** BEGIN Records for the exercise **

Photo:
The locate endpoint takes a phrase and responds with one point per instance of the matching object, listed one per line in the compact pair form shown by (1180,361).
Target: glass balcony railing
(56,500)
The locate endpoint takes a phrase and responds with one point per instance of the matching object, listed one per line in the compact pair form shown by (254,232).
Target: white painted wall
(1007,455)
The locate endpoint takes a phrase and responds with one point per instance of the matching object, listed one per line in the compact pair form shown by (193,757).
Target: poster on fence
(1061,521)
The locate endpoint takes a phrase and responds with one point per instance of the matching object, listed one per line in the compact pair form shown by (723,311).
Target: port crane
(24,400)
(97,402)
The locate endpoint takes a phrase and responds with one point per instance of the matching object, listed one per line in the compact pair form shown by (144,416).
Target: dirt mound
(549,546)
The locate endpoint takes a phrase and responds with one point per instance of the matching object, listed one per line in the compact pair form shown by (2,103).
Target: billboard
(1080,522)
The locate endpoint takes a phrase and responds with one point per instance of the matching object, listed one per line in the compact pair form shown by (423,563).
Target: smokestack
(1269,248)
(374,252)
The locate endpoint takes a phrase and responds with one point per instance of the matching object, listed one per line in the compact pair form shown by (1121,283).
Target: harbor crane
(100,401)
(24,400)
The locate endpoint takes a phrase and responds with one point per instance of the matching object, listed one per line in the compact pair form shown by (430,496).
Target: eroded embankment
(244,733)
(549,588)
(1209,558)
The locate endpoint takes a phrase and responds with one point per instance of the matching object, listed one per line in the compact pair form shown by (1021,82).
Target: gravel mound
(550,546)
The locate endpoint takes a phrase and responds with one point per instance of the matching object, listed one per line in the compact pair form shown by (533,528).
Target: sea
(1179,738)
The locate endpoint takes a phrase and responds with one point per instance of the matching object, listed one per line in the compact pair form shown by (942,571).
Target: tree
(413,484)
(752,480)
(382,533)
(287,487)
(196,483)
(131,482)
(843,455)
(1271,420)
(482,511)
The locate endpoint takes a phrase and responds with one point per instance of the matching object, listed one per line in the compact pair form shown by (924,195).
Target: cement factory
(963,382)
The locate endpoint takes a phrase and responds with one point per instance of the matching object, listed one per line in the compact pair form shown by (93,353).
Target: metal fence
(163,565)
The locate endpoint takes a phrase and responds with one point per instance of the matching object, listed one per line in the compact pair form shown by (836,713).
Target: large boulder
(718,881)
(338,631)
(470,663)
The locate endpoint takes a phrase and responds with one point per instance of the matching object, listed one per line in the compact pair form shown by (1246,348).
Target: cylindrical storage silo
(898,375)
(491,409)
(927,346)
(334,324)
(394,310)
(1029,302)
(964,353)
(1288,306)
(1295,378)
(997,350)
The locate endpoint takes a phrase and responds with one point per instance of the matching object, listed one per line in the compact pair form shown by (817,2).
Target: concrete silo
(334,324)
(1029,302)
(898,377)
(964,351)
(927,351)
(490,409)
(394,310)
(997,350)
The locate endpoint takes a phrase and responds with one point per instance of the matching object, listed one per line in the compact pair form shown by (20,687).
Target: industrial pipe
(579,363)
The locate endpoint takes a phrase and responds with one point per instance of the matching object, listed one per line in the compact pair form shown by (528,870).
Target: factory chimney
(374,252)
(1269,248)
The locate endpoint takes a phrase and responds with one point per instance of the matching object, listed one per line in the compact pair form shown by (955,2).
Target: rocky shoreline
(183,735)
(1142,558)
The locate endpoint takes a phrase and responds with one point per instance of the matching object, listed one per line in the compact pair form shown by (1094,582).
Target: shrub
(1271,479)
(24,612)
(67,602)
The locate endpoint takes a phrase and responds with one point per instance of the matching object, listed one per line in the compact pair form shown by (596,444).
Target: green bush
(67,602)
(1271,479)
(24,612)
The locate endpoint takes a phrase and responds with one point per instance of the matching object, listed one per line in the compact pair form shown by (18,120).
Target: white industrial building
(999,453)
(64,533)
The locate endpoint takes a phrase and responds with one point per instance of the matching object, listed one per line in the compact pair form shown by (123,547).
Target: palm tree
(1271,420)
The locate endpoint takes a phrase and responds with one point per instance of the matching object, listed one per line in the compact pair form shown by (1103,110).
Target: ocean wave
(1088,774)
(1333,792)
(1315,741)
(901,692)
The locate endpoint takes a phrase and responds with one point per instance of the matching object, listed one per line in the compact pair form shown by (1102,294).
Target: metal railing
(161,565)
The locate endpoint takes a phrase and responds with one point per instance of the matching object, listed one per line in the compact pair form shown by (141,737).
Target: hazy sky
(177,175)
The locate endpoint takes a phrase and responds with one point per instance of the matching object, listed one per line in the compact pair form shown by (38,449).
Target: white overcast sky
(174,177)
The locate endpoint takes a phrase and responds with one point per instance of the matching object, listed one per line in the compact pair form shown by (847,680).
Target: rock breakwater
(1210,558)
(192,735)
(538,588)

** END Records for the exercise **

## [Direction]
Copy the listing word for word, starting at the line that contains "shown by (1102,294)." and ending at the end of the listing.

## [Answer to the exercise]
The locate endpoint takes a phrase and responds with one point per instance of the matching object, listed one per line in the compact pair form shown by (1102,294).
Target: metal railing
(161,565)
The locate endpoint takes a phrase and responds with one point per instance of the matching object, listed one per line in the compact pair form shown by (141,737).
Target: hazy sky
(177,175)
The locate endpoint takes a phrase and responds with one point per instance of the matching object, listed one per line in the compact pair form shown by (38,449).
Target: white overcast sky
(174,177)
The locate endpoint takes a phrase and responds with one point per instance of the matching object, listed one per line in the compact pair form shown by (847,680).
Target: rock breakwater
(1210,558)
(192,735)
(538,588)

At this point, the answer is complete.